Bacaan Latihan:

Indopolitika.com , Jakarta – Konsep capres Jokowi, revolusi mental, dinilai tidak menyentuh persoalan bangsa saat ini. Pengangguran, kemiskinan, kesenjangan sosial, dan konflik komunal, tidak dapat diselesaikan dengan revolusi mental.
“Jadi makhluk apa ini revolusi mental,” jelas Sekretaris Nasional Politik Rakyat, Budi Wardoyo, Sabtu (3/5).
Menurutnya, konsep ini adalah persoalan didalam diri Jokowi sendiri. Gubernur DKI Jakarta ini dinilainya kerap mengalami pesimisme sehingga mentalnya pribadi yang harus direvolusi.Jika nanti Jokowi terpilih menjadi presiden, maka akan membangun kabinet motivator psikologis.
Nantinya akan ada menteri koordinator peningkatan optimisme. Menteri pekerjaan umum akan diganti menjadi menteri revolusi mental.
“Habis nantinya. Pembangunan infrastruktur tidak ada. Anggaran habis untuk memperbaiki mental yang tidak berdampak terhadap pembangunan,” imbuhnya.

Jelajahi Materi:
1. Ketik ulang tanpa perubahan baris-baris dalam catatan di bawah, mulai dari baris yang memuat "In an <instance>" sampai dengan baris yang memuat "positive clicks: (359, 195) (408, 21)".
2. Lanjutkan bacaan tentang kritik terhadap konsep revolusi mental Jokowi dari kalimat terakhirnya.

Catatan yang Disediakan:

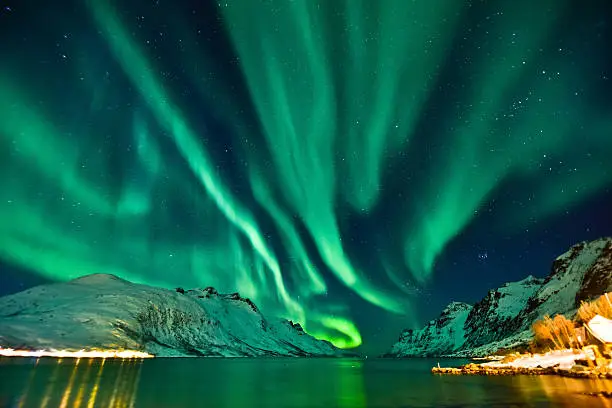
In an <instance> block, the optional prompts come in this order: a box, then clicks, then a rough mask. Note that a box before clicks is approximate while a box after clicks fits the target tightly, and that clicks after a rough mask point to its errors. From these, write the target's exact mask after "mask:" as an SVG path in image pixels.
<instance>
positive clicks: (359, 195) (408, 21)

---

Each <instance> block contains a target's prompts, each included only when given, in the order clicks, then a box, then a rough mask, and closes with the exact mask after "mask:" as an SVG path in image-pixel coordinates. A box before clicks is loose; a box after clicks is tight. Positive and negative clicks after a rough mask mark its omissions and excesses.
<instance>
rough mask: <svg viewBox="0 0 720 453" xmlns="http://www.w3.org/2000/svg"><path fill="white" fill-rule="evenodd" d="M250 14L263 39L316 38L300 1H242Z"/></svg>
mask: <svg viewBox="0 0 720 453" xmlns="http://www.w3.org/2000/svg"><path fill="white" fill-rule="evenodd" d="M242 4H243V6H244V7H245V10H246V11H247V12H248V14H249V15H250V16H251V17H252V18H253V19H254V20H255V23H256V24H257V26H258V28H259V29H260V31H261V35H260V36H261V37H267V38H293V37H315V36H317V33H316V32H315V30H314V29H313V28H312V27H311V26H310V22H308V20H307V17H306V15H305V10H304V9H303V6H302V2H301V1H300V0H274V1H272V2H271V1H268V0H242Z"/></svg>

Jawaban Tugas:
1.
In an <instance> block, the optional prompts come in this order: a box, then clicks, then a rough mask. Note that a box before clicks is approximate while a box after clicks fits the target tightly, and that clicks after a rough mask point to its errors. From these, write the target's exact mask after "mask:" as an SVG path in image pixels.
<instance>
positive clicks: (359, 195) (408, 21)

2.
Budi mengimbau Jokowi untuk dapat membangun konsep yang menyentuh kebutuhan bangsa ini. Pembangunan infrastruktur adalah persoalan bersama. Masih banyak daerah – daerah yang masih tertinggal, karena infrastruktur belum terbangun maksimal. Kalau pembangunan ini dimaksimalkan, maka pertumbuhan ekonomi akan terjadi. “Ini akan meningkatkan pendapatan masyarakat,” imbuhnya.
Sementara itu, pengamat politik dari Konsep Indonesia (Konsepindo) Reserach and Consulting, Veri Muhlis menilai sekarang ini memang belum bisa secara pasti mempelajari dan membedah visi misi capres. Hal itu menurutnya karena secara resmi pasangan capres cawapres belum ada.
“Kita belum bisa kaji secara detail dan beri penilaian,” ujarnya.
Namun menurutnya para capres sesungguhnya punya waktu luang dan sudah bisa mulai menyampaikan visi misinya kepada pemilih dari sekarang.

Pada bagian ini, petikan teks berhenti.